■ **Task requirements**
Restate the full set of records exactly, without adding or dropping a word.
** START Data for processing **
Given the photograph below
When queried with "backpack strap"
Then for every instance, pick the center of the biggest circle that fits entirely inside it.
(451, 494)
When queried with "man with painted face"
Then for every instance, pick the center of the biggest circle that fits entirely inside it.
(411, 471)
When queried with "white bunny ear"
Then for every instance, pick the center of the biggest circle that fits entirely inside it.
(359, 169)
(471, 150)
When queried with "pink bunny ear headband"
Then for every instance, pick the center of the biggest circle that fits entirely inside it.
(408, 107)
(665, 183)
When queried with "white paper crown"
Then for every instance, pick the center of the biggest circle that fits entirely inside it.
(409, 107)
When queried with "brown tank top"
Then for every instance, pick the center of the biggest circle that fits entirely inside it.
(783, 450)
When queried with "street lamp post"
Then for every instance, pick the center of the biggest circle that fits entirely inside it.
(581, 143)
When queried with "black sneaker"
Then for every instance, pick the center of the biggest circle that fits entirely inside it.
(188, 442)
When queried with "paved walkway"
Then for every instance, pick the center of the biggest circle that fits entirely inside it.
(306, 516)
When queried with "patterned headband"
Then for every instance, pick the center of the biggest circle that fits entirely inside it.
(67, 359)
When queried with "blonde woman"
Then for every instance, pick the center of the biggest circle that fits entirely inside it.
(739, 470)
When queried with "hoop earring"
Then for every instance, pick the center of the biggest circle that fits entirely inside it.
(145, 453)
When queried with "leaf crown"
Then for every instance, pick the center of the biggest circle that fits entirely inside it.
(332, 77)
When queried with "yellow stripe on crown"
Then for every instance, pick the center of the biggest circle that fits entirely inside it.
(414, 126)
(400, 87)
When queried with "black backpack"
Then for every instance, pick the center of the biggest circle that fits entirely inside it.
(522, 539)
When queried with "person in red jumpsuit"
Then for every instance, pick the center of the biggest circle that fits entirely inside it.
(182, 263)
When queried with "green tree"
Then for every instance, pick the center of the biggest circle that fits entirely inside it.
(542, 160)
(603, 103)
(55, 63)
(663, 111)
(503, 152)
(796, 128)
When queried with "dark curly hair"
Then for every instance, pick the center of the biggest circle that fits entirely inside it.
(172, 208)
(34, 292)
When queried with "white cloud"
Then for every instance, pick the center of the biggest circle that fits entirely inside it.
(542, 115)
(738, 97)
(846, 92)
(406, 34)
** END Data for processing **
■ **Full output**
Given the photograph below
When queried with "backpack strap"
Then for every instance, pick the center of the biggest circle that fits entirely inside it.
(451, 494)
When queried with "man with painted face"
Then for every instance, pick the center of the biggest circle that fits entirely inside it.
(411, 471)
When queried with "white bunny ear"
Then for every instance, pick the center of the biggest circle that fits entirely inside it.
(359, 169)
(471, 150)
When queried with "pink bunny ear headband"
Then for every instance, pick the center of the biggest circle that fits entirely inside it.
(408, 107)
(665, 183)
When queried with "white paper crown"
Then for every instance, pick the center of the biggest circle that fits entirely inside it.
(409, 107)
When queried with "brown tank top"
Then for every instance, pick the center of the biggest circle that fits entirely inside it.
(783, 450)
When queried with "street lamp post"
Then for every instance, pick the center of the biggest circle that fits entirely inside it.
(581, 143)
When queried with "black sneaker"
Then for every instance, pick the center of the biggest circle that fits entirely inside it.
(188, 442)
When queried with "paved walkway"
Then for every instance, pick the center of the biggest circle that fits entirely inside it.
(306, 516)
When queried with "patterned headband"
Then for every instance, pick the center of the biggest circle that fits entirely inside it.
(67, 359)
When queried with "blonde woman"
Then for every instance, pick the center of the biggest circle that fits entirely inside it.
(739, 470)
When queried with "hoop earring"
Then for every instance, pick the center of the biggest circle that fits entirely inside it.
(145, 453)
When queried with "leaf crown"
Then for every instance, pick the center of the biggest circle that fits entirely inside it.
(332, 77)
When queried with "yellow stripe on crown"
Then for every instance, pick the center of the biggest circle that fits entirely inside it.
(414, 126)
(400, 87)
When queried with "black backpack"
Then for every instance, pick the center of the biggest circle that fits entirely inside it.
(522, 539)
When queried with "person in red jumpsuit"
Then for every instance, pick the center of the biggest circle that fits entirely inside it.
(182, 263)
When queried with "green tree"
Then for every instance, pick the center of the biggest circle that fits entirely inside it.
(542, 160)
(603, 103)
(55, 63)
(663, 111)
(503, 152)
(796, 128)
When queried with "dark curly hair"
Then for every instance, pick the center of the biggest circle that fits entirely inside it.
(172, 208)
(34, 292)
When queried with "white cloud"
Then for every instance, pick the center of the biggest circle that fits entirely inside it.
(542, 115)
(738, 97)
(846, 92)
(406, 34)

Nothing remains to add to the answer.